Il nostro ospedale invece non ha avuto questa riduzione, anzi, un aumento perchè noi abbiamo lanciato la campagna “ Io non denuncio nessuno” e quindi tutti sapevano che potevano venire da da noi senza nessun rischio. Però è stato una inutile, dolorosa proposta che ha prodotto solo danni senza vantaggi.

Questo ha comportato da parte mia e dei miei collaboratori una battaglia di civiltà e ci siamo autodenunciati per dimostrare che l’articolo 32 della Costituzione italiana indicava che il diritto alla tutela della salute era un diritto dell’individuo e non del cittadino (unico articolo che parla di individuo) ed era anche interesse della collettività.

───

▶ _COMPITO DA SVOLGERE_
Ripeti integralmente, senza alcuna modifica, il testo sull'ospedale e sull'articolo 32 della Costituzione. Le voci non servono per questo lavoro.

───

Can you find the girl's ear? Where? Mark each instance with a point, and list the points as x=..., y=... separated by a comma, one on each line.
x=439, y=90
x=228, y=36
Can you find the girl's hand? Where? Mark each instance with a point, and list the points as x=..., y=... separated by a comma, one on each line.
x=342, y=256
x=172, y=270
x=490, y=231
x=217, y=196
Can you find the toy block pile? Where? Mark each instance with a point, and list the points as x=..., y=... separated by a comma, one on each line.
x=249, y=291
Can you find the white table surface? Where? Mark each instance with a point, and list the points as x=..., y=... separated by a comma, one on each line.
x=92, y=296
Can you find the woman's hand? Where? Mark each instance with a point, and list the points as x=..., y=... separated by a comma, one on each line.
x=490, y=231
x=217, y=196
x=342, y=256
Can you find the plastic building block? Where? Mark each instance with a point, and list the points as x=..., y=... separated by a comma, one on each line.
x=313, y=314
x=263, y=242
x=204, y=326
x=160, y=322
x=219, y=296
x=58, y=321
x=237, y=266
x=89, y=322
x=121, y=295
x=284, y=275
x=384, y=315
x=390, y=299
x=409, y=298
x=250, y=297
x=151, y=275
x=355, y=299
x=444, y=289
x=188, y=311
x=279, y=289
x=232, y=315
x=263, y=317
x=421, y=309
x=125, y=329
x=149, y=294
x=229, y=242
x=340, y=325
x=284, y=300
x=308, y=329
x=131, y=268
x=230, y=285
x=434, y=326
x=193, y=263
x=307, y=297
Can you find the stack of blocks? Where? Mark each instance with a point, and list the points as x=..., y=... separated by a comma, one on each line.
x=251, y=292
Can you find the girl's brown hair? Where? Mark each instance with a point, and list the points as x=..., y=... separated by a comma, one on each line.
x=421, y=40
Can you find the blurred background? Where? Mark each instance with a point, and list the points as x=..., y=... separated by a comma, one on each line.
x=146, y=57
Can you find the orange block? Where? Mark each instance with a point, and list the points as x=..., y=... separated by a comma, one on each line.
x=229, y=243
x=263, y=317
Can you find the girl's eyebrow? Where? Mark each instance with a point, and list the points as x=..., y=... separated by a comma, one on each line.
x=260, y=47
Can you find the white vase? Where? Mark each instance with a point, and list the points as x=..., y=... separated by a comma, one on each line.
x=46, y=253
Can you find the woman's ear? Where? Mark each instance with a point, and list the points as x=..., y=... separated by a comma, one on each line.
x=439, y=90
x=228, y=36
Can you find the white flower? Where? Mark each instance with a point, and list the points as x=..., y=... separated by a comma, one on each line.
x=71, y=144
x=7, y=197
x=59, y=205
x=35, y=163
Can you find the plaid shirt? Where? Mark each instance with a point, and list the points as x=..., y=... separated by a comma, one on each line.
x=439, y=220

───

▶ _SOLUZIONE PROPOSTA_
Il nostro ospedale invece non ha avuto questa riduzione, anzi, un aumento perchè noi abbiamo lanciato la campagna “ Io non denuncio nessuno” e quindi tutti sapevano che potevano venire da da noi senza nessun rischio. Però è stato una inutile, dolorosa proposta che ha prodotto solo danni senza vantaggi.

Questo ha comportato da parte mia e dei miei collaboratori una battaglia di civiltà e ci siamo autodenunciati per dimostrare che l’articolo 32 della Costituzione italiana indicava che il diritto alla tutela della salute era un diritto dell’individuo e non del cittadino (unico articolo che parla di individuo) ed era anche interesse della collettività.